* Input for this task *

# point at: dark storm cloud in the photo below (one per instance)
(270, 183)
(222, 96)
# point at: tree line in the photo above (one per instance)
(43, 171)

* Task statement *
Reproduce these records line for line, with no changes.

* Solved exercise *
# point at: dark storm cloud in the photo below (one per instance)
(270, 183)
(222, 96)
# point at: tree line in the photo above (one per instance)
(43, 171)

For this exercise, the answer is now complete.